Please show every line in the data below that contains the string "yellow". Case counts.

▼▼▼

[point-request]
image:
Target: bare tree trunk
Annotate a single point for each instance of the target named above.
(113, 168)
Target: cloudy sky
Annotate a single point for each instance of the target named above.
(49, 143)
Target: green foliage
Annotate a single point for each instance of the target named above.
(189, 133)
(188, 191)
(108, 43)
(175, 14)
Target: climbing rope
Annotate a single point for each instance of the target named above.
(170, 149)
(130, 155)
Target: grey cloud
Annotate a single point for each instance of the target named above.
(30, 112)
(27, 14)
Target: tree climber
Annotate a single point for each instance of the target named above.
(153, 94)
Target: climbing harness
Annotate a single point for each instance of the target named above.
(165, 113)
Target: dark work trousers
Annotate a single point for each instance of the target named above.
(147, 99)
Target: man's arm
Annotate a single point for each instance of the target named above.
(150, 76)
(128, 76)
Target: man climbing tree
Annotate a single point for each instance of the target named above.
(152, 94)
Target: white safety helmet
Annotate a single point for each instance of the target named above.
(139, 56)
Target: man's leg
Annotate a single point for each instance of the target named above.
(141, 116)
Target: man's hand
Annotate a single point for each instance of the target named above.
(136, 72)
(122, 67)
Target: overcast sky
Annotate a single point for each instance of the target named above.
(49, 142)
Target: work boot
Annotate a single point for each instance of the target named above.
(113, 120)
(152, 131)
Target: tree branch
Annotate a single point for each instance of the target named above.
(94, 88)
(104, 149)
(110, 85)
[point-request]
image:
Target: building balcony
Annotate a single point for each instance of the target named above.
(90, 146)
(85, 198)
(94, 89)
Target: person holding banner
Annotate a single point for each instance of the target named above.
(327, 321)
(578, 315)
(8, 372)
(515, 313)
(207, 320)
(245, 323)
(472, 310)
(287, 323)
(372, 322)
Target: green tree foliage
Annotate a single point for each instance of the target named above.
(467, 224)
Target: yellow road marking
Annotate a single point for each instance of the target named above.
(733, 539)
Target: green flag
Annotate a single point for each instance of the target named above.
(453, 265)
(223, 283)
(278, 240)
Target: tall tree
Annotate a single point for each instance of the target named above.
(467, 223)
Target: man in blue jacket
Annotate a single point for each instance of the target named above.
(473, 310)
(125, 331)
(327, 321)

▲▲▲
▼▼▼

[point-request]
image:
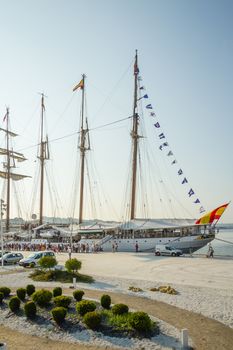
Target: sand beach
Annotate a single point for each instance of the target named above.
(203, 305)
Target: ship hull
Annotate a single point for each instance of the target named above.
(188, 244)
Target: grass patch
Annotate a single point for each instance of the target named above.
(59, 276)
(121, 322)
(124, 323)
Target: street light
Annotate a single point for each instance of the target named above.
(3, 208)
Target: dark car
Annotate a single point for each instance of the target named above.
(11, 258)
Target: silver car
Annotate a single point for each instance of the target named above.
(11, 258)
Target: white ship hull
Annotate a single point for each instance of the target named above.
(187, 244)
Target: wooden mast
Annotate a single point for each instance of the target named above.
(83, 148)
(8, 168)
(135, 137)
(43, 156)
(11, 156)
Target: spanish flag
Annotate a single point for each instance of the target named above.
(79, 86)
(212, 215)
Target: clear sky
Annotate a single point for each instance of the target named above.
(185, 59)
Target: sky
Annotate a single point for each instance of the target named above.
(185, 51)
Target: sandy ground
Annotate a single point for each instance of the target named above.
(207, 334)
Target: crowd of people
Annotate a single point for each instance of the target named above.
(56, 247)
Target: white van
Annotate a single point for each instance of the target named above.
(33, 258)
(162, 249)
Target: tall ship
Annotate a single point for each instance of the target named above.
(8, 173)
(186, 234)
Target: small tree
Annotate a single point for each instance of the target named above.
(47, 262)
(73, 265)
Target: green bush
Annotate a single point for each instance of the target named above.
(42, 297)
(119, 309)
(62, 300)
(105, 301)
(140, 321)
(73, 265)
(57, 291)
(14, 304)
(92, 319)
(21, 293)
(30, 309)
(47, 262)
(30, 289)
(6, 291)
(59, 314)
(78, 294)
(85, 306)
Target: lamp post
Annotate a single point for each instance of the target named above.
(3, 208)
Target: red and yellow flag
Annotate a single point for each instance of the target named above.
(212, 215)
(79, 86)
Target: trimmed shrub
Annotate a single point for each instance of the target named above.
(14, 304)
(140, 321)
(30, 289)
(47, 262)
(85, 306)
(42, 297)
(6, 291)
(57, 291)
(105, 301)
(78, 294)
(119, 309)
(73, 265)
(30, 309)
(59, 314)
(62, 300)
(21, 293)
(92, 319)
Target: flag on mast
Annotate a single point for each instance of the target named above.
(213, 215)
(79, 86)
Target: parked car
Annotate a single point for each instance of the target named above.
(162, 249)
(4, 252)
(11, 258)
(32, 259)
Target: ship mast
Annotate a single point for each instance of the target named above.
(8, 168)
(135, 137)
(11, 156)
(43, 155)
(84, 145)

▲▲▲

SOLUTION TO THIS TASK:
Target: yellow road marking
Target: red and yellow flag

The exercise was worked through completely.